• **SOURCE EXCERPT**
************

THE HIGH COST OF FREEDOM vis-à-vis THE HIGH COST OF LIVING
Sunday, November 22, 2020
When candidates pander for votes, they often talk about investments to be made, but once elected, most values in our society compete with all expenses, all at risk of being cut …
Freedom always comes with a price. – C.S. Lewis
The price of freedom keeps going up, but the quality keeps deteriorating. – Ashleigh Brilliant
Is freedom actually free?
I live in a free democratic country, where citizens expounder acclaim of their joyous freedom – our individual freedom.
Testimonial to freedoms as two-sided coins, double-edged swords – freedoms vary, nation-state to nation-state, based on laws and rules, and upon civilized norms and guidance in our work and business life – restricting our freedom; balanced by lacking free reign, protection of rights balanced with restrictions against infringing on someone else’s rights.
Those restrictions could be argued as protecting everyone else’s freedoms.
Fair enough, and if that freedom comes at a cost, is that a price worth paying?
Are we getting value for money?
Is our life better than if we were living in a place that isn’t free, or where we weren’t free, is non-freedom more or less costly than freedom?
How can you separate things that are so entwined?
For me, peace of mind is priceless when I have it, and a psychological prison when I don’t. The comfort blanket of freedom is also invaluable, but it isn’t free. It comes at a price. Our free will, our right to vote governments into or out of office is essential but can be a deceptive illusion.

************

• **DATA SECTION**
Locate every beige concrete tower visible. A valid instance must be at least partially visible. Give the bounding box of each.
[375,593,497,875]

************

• **STATED TASK 1**
Reproduce the part of the freedom essay that begins at the words "Testimonial to freedoms" and stops after "price worth paying?".
• **STATED TASK 2**
In the freedom essay, who is credited with the line "Freedom always comes with a price"?
The data above is separate material, unrelated to the freedom essay.

• **FINAL RESULT 1**
Testimonial to freedoms as two-sided coins, double-edged swords – freedoms vary, nation-state to nation-state, based on laws and rules, and upon civilized norms and guidance in our work and business life – restricting our freedom; balanced by lacking free reign, protection of rights balanced with restrictions against infringing on someone else’s rights.
Those restrictions could be argued as protecting everyone else’s freedoms.
Fair enough, and if that freedom comes at a cost, is that a price worth paying?

• **FINAL RESULT 2**
C.S. Lewis